Problem requirements
Reproduce only the lines that run from the line with "In this exercise you will find the garden" to the last line of the material, both ends included, exactly as they appear.

Given data
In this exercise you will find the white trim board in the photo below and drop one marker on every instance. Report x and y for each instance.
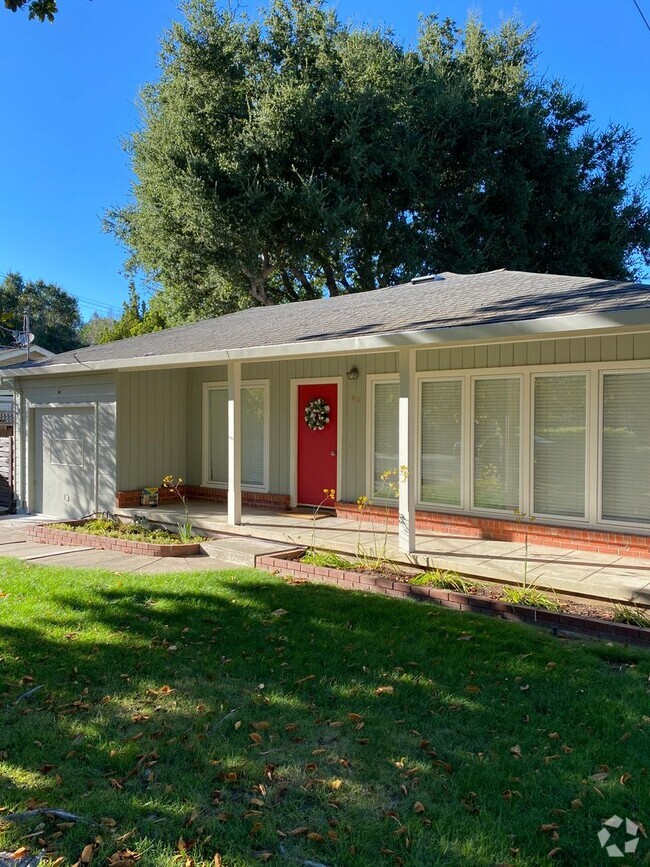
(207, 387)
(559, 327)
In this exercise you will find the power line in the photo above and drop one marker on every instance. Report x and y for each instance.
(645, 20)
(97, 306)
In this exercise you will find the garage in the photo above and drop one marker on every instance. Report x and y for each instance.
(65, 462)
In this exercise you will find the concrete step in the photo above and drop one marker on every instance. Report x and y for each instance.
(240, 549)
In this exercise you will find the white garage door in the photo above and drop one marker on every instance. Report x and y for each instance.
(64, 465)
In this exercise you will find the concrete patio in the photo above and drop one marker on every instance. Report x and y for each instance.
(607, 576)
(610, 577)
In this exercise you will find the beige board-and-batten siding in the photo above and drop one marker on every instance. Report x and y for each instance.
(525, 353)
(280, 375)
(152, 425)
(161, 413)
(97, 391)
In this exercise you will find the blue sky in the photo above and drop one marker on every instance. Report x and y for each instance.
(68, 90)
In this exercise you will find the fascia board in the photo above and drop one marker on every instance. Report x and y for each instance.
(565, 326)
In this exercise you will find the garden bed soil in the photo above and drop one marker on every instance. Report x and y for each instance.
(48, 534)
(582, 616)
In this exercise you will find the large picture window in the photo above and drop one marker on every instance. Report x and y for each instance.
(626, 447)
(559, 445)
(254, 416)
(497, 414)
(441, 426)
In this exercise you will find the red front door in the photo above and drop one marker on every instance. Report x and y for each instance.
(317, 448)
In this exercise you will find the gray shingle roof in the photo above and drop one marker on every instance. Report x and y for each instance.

Expected answer
In this exercise you will find the garden bed soil in the photo above and drop one marker on every instance. Report x and y for each instance.
(48, 534)
(582, 616)
In this exercise you will find the large picture window in the photo above and drop one marker on every instance. Report x and y for each instance.
(626, 447)
(559, 445)
(254, 416)
(497, 414)
(441, 426)
In this exercise you will find the red front door in the photo above and drop one marker on every instance. Report x and y for each instance.
(317, 448)
In this exercise you will find the gray shingle roof in the photo above and drop one marker on every instance. Report x and y for each instance.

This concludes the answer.